Page extract
Paul Jules André Marion (27 June 1899 – 2 March 1954) was a French Communist and subsequently far right journalist and political activist. He served as the French Minister of Information from 1941 to 1944.

==Early years==
Marion joined the French Communist Party in 1922 and wrote for L'Humanité as well as being elected to the party's central committee in 1926. After a spell in Moscow working for Comintern he left the Communist Party to join the more moderate Socialist Republican Union, which counted Marcel Déat amongst its membership, in 1929. He switched his allegiance to the Parti Populaire Français (PPF) in 1936. Despite his political origins Marion was quoted as saying that the PPF would ally itself with the Devil and his grandmother in order to defeat communism. In 1938 he published the Programme of the PPF, a document that defended capitalism as well as endorsing corporatism. Marion was widely associated with the more moderate tendency within the PPF, which emphasised anti-communism above all, as opposed to the openly fascist tendency loyal to Pierre Drieu La Rochelle. He also wrote for a number of right-wing journals, including Jean Luchaire's Notre Temps.

Task list
1. In the text on Paul Marion, which party did he switch his allegiance to in 1936?
2. Turn the paragraph of the text on Paul Marion that begins "Marion joined the French Communist Party" into a short list that keeps its main facts.
3. Carry the text on Paul Marion forward from its last sentence.

Collected material
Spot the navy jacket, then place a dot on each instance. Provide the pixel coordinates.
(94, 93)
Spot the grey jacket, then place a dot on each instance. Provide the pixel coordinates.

Answers given
1. The Parti Populaire Français (PPF).

2.
- Joined the French Communist Party in 1922 and wrote for L'Humanité.
- Elected to the party's central committee in 1926.
- Worked for Comintern in Moscow, then in 1929 left the Communist Party for the more moderate Socialist Republican Union, whose members included Marcel Déat.
- Moved to the Parti Populaire Français (PPF) in 1936 and was quoted as saying it would ally itself with the Devil and his grandmother to defeat communism.
- In 1938 published the Programme of the PPF, which defended capitalism and endorsed corporatism.
- Linked with the PPF's more moderate, mainly anti-communist tendency rather than the openly fascist one loyal to Pierre Drieu La Rochelle.
- Wrote for right-wing journals, including Jean Luchaire's Notre Temps.

3.
The same year he was one of a group of leading members who split from the PPF, feeling that Jacques Doriot had become too fulsome in his support for Adolf Hitler whilst also endorsing accusations that Doriot had been using his position to personally enrich himself. Marion was part of a loose group of leading members, unofficially led by Pierre Pucheu, who left the party together in early 1939.

==Vichy==
Reunited with Doriot under the Vichy regime, he served as Minister of Information from 1941 to 1944. His power grew as he was elected to the controlling committee of the Legion of French Volunteers Against Bolshevism and, along with Jacques Benoist-Méchin, pushed to Pierre Laval the idea that the group should become an official arm of the Vichy government. In his government office he also helped to create an Association of Friends of the Waffen SS, which played a central role in recruitment. He also attempted to use his position to politicise France's youth groups although in this endeavour he was unsuccessful. He remained in office until 1944 when a group of radicals briefly took power and he was replaced by Philippe Henriot. Marion returned to office soon afterwards following Henriot's death and served in his former position when the Vichy government was shifted to Belfort, although by then it was effectively powerless.

==Post-war==
Sentenced on 14 December 1948 to ten years in prison, he was pardoned in 1953 for medical reasons, and died of illness in 1954. Although he took no further role in politics Marion was reported as advising friends and supporters to vote for the Rally of the French People in the immediate post-war elections.